YOUR ASSIGNMENT.
An exact copy of the lines of the listing below between the "the cap brim" line and the "the sepia photograph" line, both included, is the whole answer; please omit the pictures.

SOURCE INFORMATION.
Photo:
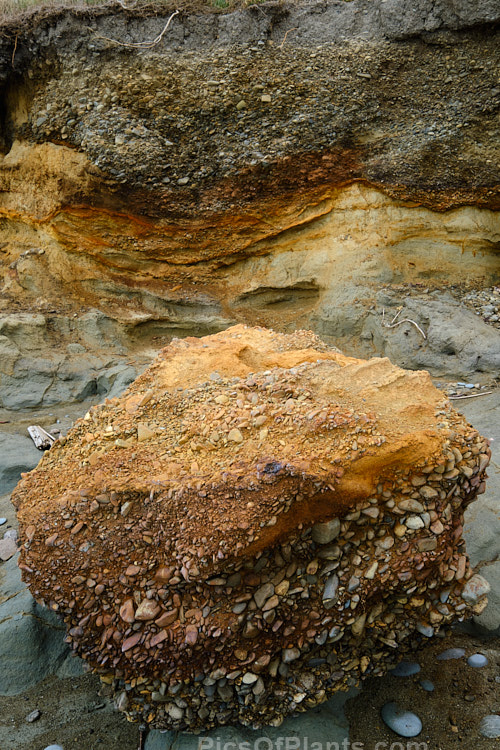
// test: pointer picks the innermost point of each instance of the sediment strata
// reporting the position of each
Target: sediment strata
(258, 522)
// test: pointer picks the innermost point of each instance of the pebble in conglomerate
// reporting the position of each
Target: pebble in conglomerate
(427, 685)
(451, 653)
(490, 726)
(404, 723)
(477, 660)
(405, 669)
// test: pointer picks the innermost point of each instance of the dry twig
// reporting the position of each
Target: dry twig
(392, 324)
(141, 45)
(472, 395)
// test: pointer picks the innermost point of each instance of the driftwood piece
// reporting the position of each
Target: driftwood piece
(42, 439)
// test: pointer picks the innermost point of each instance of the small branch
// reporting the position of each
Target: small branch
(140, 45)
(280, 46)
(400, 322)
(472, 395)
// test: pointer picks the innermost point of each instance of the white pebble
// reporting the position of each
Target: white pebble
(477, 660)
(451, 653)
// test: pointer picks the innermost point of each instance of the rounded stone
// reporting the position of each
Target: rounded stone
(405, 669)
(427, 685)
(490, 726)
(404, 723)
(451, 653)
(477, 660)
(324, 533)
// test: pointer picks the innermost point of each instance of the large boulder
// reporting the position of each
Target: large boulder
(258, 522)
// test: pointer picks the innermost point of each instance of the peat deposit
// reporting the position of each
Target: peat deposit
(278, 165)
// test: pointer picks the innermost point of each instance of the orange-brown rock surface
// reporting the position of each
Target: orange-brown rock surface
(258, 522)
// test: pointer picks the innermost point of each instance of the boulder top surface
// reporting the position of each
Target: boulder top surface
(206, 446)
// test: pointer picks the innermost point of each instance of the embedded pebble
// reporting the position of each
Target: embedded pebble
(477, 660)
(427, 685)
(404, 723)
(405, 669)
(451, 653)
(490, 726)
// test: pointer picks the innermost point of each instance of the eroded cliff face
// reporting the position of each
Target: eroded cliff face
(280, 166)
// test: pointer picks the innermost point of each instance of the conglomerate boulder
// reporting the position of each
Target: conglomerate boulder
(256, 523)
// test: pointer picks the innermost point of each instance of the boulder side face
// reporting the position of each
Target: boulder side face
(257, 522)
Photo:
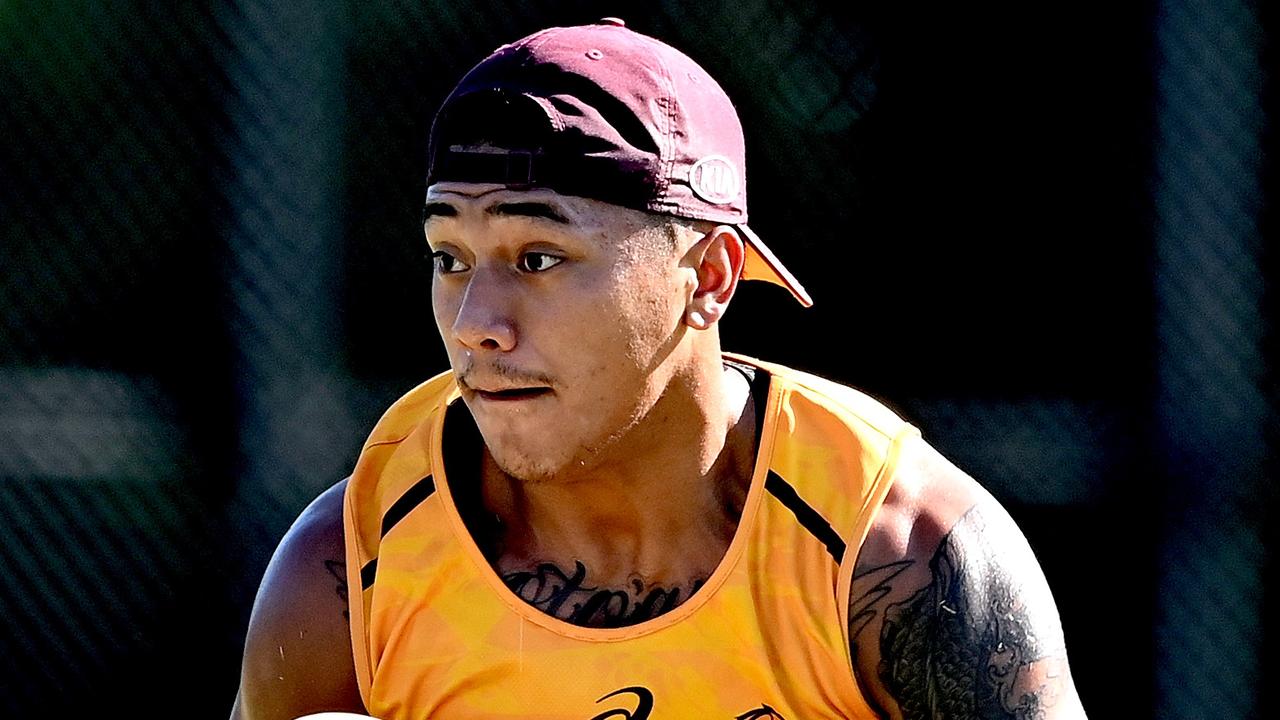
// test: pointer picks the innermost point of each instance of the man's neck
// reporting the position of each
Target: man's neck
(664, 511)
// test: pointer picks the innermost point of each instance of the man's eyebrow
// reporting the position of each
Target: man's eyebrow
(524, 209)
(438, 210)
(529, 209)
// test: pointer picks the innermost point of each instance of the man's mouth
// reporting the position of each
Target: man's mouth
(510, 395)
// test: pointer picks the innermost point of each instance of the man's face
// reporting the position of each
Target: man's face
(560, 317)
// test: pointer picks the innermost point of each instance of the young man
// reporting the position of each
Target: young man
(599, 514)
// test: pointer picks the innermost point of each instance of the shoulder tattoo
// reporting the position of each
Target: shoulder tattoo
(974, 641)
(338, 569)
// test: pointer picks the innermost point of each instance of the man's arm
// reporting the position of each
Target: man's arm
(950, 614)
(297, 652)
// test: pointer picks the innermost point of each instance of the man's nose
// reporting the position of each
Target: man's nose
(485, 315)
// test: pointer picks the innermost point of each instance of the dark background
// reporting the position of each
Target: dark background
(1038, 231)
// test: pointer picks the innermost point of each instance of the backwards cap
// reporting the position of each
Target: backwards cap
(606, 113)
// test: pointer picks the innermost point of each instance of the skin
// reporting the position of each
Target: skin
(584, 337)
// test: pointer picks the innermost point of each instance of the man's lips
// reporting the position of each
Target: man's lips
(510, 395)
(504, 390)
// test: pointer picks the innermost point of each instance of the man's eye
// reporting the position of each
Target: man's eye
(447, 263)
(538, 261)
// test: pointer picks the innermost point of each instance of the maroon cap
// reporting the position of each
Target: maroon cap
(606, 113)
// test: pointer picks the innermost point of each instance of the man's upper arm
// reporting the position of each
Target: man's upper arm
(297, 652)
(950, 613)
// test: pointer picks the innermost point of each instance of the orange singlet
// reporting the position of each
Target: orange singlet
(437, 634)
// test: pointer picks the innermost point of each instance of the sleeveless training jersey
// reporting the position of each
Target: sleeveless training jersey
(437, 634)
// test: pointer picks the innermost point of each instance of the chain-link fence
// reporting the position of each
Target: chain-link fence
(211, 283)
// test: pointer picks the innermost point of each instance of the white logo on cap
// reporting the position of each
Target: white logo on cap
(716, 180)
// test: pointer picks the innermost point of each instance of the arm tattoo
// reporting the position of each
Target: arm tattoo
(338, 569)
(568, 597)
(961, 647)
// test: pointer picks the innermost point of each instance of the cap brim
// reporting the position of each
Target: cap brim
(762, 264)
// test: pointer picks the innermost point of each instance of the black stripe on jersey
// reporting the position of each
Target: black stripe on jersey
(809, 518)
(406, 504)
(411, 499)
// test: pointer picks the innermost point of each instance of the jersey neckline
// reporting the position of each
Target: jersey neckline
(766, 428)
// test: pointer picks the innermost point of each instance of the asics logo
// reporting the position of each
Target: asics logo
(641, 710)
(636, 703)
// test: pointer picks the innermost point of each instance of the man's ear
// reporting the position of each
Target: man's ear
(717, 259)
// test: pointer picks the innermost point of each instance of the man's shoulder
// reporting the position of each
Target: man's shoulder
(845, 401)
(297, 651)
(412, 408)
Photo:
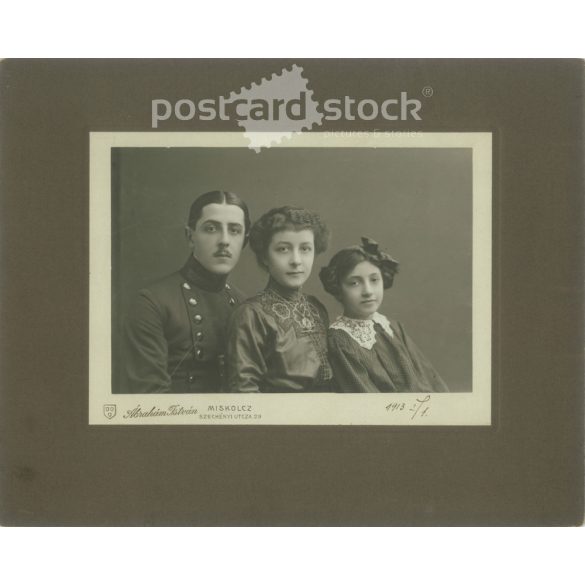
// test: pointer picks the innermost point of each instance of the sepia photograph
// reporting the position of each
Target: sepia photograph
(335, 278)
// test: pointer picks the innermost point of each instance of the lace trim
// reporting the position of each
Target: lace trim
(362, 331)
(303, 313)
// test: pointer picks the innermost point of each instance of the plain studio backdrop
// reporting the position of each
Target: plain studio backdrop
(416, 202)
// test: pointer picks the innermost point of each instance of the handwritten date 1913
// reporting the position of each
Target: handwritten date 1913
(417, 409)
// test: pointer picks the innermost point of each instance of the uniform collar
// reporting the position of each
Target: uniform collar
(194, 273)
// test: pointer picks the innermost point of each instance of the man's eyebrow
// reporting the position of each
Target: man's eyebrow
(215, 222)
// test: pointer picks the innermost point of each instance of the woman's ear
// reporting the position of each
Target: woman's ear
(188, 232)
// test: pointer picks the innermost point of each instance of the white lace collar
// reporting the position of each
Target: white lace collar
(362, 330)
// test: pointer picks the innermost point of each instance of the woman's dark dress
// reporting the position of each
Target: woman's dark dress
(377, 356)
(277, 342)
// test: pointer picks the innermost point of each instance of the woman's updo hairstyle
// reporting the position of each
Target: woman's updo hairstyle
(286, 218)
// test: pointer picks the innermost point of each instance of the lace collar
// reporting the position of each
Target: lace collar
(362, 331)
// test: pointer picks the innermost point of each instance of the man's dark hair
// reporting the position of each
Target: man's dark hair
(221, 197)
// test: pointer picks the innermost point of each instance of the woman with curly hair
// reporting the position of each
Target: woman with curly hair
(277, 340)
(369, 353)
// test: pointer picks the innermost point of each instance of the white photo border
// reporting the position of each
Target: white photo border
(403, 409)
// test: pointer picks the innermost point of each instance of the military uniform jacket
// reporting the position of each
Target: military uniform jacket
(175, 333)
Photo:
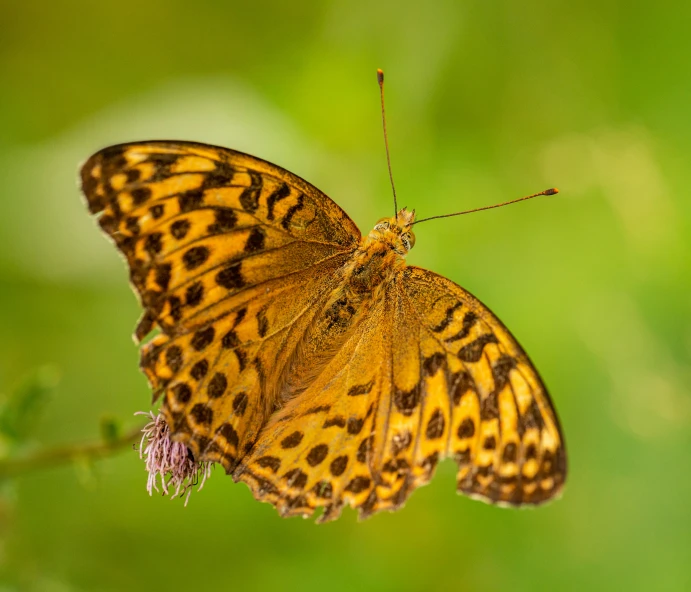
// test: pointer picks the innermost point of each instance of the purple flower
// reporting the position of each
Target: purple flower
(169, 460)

...

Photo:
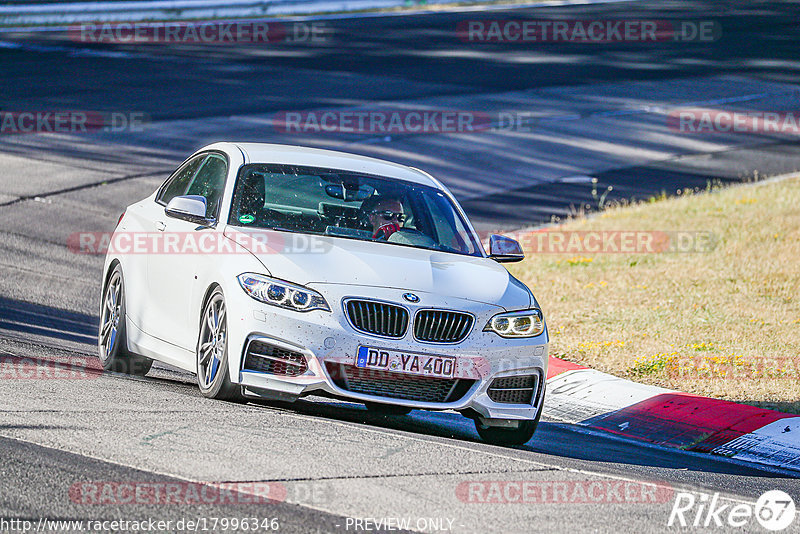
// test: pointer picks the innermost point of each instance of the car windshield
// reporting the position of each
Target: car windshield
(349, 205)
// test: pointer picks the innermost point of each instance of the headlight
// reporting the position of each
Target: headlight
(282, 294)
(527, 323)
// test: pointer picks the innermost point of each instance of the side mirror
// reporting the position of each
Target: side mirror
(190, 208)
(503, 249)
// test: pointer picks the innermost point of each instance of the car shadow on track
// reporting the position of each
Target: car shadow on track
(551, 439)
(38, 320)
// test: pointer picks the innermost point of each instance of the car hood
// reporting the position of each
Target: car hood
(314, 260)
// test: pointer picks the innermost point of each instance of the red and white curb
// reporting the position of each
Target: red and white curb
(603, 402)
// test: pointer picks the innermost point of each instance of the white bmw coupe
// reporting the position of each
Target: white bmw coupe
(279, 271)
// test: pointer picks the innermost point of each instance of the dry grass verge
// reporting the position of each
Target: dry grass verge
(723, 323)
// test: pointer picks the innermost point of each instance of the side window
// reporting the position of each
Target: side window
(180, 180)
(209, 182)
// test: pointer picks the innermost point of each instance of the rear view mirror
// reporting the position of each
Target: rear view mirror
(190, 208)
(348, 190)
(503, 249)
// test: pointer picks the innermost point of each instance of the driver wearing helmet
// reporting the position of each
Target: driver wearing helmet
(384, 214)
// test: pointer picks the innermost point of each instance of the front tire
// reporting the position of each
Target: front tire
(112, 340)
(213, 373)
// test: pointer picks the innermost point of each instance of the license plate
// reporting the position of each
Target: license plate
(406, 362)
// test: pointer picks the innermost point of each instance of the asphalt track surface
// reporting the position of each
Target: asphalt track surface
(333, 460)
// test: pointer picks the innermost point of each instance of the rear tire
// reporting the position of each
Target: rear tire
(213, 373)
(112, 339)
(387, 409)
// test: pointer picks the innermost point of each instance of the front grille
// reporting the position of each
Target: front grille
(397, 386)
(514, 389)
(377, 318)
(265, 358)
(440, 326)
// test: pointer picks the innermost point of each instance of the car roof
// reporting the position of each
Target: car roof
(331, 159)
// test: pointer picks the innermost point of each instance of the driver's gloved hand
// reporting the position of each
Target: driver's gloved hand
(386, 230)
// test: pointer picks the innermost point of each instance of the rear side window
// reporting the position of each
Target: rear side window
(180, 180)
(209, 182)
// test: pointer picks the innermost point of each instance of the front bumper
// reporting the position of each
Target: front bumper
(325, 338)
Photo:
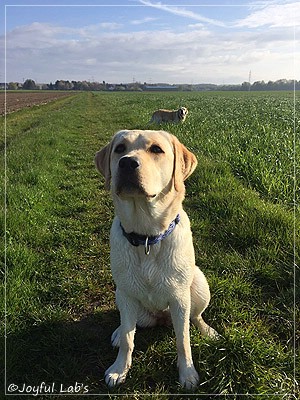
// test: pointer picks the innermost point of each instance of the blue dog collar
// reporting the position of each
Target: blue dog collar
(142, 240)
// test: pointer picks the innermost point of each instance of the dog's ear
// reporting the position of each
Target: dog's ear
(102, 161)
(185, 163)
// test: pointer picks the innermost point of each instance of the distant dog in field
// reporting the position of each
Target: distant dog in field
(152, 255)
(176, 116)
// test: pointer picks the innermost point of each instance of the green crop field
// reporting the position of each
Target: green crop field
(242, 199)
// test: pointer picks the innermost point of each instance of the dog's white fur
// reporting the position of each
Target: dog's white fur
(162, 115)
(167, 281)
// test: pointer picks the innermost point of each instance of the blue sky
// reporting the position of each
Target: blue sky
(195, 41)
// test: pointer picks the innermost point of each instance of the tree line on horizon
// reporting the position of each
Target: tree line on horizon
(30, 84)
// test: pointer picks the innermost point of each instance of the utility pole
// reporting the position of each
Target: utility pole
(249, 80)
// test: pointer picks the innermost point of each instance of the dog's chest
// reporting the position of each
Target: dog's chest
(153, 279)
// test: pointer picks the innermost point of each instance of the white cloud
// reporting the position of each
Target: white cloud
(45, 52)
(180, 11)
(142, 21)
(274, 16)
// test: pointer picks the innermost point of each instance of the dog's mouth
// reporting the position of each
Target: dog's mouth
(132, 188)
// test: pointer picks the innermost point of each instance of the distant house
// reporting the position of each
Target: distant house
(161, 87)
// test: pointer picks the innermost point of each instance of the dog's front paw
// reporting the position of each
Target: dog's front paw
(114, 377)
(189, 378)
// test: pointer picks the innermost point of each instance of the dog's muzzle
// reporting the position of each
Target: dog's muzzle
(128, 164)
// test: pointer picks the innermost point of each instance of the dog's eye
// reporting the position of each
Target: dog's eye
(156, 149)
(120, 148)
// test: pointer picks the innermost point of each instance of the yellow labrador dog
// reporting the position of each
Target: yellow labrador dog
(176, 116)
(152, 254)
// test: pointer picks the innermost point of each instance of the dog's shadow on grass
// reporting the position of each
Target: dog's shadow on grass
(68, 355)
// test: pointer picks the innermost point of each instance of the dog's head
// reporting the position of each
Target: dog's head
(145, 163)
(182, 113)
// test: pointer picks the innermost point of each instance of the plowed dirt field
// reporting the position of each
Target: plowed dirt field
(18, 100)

OUTPUT OF THE EXERCISE.
// test: pointer picks the innermost point of each instance of the cap brim
// reporting the position of each
Target: cap brim
(762, 264)
// test: pointer picks the innermost point of each instance of the black stripe on jersey
// reporting the position of each
Target: black stripe on jersey
(809, 518)
(406, 504)
(411, 499)
// test: pointer picks the innermost point of each instance of the jersey neckline
// reporting the position of each
Target: jersey neckline
(766, 428)
// test: pointer picks the innermost point of each instance of the asics logo
// reporting the position of each
Target: asics logo
(641, 710)
(636, 703)
// test: pointer picks the innermost point of each instance of the man's ear
// reporting the position of each
Target: man's ear
(717, 259)
// test: pointer picks the innermost point of each instance of the man's shoulder
// reporting the position of each
Target: man's shoulder
(845, 401)
(297, 651)
(412, 408)
Photo:
// test: pointer picks the innermost point of each instance of the sepia photograph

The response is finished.